▶ SOURCE DOCUMENT:
+ + + + +
The MisEducation of the 80s, 90s, & 00s Babies.



We’ve done the 80s, 90s, and 00s Babies a real disservice by not pushing Black Nationalism, Pro-Blackness, Race Pride, and AfroCentricity as hard and relentlessly on them as the Old Heads from the 60s pushed it on us 70s babies.

Even the biggest Negro from the 60s and before would tell you, “watch out for White folks now,” or “Black folks gotta stick together, the Man ain’t about to give us nutthin.” We were fed a constant diet of distrust of the System and the Man, told Black is Beautiful regularly, forced to look at old Afro pictures of our parents, uncles, and aunties and hear their stories of The Struggle; and other Pro-Black and soulful shit saturated our lives. We take that shit for granted now, but it was like a cultural vaccine for what we’d face as we entered adulthood.
+ + + + +
▶ Items stored from a collection:
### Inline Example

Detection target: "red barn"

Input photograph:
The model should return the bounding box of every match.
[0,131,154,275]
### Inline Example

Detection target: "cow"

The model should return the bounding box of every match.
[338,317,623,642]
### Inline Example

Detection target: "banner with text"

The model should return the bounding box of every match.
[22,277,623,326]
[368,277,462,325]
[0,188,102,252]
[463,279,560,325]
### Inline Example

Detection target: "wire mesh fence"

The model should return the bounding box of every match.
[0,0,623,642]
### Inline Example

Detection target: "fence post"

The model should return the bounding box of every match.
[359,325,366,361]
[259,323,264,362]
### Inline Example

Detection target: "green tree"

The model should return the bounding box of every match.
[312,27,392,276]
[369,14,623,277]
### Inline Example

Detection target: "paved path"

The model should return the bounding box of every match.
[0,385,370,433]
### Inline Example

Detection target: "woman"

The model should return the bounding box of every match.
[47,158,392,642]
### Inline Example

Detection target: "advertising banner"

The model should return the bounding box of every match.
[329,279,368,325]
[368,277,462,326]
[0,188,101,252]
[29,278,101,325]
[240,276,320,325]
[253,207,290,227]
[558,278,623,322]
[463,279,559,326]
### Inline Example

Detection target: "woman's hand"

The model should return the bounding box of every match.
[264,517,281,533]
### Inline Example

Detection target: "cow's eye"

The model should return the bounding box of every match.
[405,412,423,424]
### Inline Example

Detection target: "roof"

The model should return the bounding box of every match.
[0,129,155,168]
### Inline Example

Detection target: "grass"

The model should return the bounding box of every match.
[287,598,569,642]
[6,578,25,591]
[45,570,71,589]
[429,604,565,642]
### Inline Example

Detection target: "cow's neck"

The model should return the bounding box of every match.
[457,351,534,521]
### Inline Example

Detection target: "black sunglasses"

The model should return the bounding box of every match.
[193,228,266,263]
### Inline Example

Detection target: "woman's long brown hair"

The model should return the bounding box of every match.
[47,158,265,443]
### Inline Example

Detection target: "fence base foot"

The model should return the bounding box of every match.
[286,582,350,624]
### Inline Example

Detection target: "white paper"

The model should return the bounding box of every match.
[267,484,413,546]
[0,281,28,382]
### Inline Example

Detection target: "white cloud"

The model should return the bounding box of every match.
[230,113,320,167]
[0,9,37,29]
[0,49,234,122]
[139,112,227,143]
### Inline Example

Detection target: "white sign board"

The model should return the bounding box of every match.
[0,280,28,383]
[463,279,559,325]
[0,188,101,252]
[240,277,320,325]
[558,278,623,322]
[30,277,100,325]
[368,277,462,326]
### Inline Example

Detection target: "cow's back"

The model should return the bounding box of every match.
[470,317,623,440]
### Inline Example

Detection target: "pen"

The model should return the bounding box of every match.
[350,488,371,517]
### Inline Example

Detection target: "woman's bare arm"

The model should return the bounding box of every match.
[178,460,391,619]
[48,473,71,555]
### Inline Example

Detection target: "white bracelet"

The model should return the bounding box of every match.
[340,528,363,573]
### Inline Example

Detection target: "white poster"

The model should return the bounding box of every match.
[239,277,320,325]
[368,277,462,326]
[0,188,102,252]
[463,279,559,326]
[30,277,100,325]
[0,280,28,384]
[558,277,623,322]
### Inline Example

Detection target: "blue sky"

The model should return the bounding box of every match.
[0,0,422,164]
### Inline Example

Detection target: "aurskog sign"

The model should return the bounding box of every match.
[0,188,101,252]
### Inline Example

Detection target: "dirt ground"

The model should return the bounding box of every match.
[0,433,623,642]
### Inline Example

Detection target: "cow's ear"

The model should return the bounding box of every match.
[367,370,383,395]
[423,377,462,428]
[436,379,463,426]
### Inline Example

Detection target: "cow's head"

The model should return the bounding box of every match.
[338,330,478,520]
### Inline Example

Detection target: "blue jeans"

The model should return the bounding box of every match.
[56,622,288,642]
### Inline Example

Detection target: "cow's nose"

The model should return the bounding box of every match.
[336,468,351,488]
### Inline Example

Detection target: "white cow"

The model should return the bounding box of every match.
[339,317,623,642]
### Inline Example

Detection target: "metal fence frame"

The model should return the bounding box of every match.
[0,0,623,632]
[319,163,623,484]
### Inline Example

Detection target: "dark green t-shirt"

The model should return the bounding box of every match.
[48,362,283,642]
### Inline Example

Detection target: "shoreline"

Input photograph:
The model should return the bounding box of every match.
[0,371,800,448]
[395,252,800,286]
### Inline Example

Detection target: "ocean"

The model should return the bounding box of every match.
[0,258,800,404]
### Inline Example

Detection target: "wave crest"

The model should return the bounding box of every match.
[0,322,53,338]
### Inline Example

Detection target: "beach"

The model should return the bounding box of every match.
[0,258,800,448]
+ + + + +
▶ EXERCISE PROMPT:
Continue the essay about the miseducation of the 80s, 90s, and 00s babies, starting right after its last sentence. None of the entries are needed here.

▶ OUTPUT BELOW:
When I started doing traveling theater in high school my Christian Grandmother, who ain’t got a militant bone in her body told me, “you be careful around them White folks and going around them White areas boy.” That shit stayed with me, and when they started popping pills and doing other “White shit,” I knew to keep my head about me.

There was a base level of anti-establishmentism, anti-White-ism, and Black Unity back then that only the most vile Uncle Toms would sink below, and it was the job of every elder to instill the basics into every youth.

Today so many Black youth have no concept of Pro-Blackness, no level of resentment, hostility, or animosity towards the System or the Man, and Race Pride is equivalent to Racism (to them). They don’t see any differences between themselves and their White peers and friends. That’s very dangerous people. These youth are quicker to call out “Reverse-Racism,” than White Racism! Just talk to some of them if you doubt me, I talk with youth all the time.

We better do better with the 20Teens Generation or all will be lost…if all hasn’t been lost already.

(I ain’t dissing the 80s-00s Babies, because many of them found their way to Pro-Blackness and Pan-Africanism on their own, with little help from us they got there, and those that ain’t, those are the one’s we failed to teach.)